Exercise inputs:

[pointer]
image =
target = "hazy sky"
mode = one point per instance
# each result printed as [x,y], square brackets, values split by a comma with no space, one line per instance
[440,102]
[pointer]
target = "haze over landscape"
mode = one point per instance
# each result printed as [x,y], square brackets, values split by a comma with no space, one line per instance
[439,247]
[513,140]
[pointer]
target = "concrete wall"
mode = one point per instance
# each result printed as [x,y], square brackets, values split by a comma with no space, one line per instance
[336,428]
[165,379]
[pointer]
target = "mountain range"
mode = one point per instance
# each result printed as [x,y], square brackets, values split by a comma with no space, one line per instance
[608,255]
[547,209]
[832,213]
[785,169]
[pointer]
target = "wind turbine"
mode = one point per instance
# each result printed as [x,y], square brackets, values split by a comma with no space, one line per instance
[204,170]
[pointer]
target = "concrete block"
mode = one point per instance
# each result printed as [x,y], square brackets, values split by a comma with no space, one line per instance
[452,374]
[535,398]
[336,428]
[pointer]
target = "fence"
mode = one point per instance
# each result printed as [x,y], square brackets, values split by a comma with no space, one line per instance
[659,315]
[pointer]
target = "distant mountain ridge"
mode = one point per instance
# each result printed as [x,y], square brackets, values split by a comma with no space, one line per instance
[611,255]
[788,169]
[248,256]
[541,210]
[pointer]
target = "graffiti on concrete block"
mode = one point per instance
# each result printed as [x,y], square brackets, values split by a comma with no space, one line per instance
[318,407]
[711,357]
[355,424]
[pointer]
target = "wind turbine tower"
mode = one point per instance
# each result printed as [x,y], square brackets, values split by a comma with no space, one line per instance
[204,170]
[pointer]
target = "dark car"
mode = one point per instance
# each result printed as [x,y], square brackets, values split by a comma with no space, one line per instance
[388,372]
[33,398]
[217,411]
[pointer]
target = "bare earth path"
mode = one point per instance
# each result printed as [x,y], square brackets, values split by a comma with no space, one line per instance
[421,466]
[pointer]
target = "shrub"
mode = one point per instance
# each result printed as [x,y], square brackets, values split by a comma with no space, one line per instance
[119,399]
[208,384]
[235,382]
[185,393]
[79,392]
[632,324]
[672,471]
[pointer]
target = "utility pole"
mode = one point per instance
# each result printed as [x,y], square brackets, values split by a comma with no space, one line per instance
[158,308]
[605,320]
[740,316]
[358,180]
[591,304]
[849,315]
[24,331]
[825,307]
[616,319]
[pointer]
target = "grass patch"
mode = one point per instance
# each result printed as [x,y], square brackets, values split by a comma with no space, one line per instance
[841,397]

Stated goal:
Each line of the listing above should be output exactly.

Answer to the task:
[pointer]
image =
target = "hazy sky"
mode = one point per instance
# each result printed as [x,y], square brackets, values split by a comma with no space, one line per instance
[440,102]
[pointer]
target = "haze over landscape"
mode = one point per instance
# each result printed as [x,y], square brackets, values split by a comma with no space, one line per instance
[439,247]
[513,140]
[pointer]
target = "concrete wall"
mode = one point per instance
# each result printed as [x,y], square brackets, values split by a comma with no space, one line per instance
[336,428]
[165,379]
[pointer]
target = "mountain range"
mode = one point per instance
# each result printed as [x,y], square brackets, values split by a comma with no space, one line per instance
[608,255]
[547,209]
[832,213]
[785,169]
[pointer]
target = "wind turbine"
mode = one point per instance
# each result printed as [x,y], square brackets, values split by a comma with no space, one line per instance
[204,170]
[pointer]
target = "concrete block"
mode = one point per instance
# each result printed as [x,y], square brackets, values split by a comma with no space, one line per instance
[452,374]
[535,398]
[336,428]
[pointer]
target = "fence"
mode = one point per instance
# each result printed as [x,y], square brackets, values split by a comma with no space, one line per instance
[659,315]
[pointer]
target = "distant mountain ridge"
mode = one point per instance
# each result printed as [x,y], square brackets, values split by a comma with no space, one line per instance
[611,255]
[788,169]
[248,256]
[541,210]
[pointer]
target = "graffiti on concrete block"
mode = one point per instance
# each result printed as [x,y], square brackets, values split by a comma with no space, one line per instance
[318,407]
[711,357]
[355,424]
[pointer]
target = "wind turbine tower"
mode = one point per instance
# each result printed as [x,y], square brackets, values split by a comma with no space, one line per instance
[204,170]
[pointer]
target = "dark car"
mode = one point per instance
# each result printed as [x,y], square brackets, values split by a comma with no space, one line per instance
[388,372]
[33,398]
[217,411]
[pointer]
target = "bare earth path"
mode = one point per instance
# each result printed as [x,y], square brackets, values split by a comma with no space, one line per instance
[421,466]
[pointer]
target = "shrub"
mode = one point per instance
# each result printed as [x,y], square brackets, values split by a comma with no space, one line per instance
[119,399]
[208,384]
[235,382]
[185,393]
[79,392]
[632,324]
[672,471]
[pointer]
target = "utility pole"
mode = one point per instance
# each result printed as [x,y], square brackets, values split by a comma with no space, one line per instance
[158,308]
[605,320]
[740,316]
[358,180]
[591,304]
[849,315]
[24,331]
[825,307]
[616,319]
[pointer]
target = "grass patch"
mode = one point per instance
# each result printed as [x,y], square brackets, values split by a comma with no space, one line per instance
[841,397]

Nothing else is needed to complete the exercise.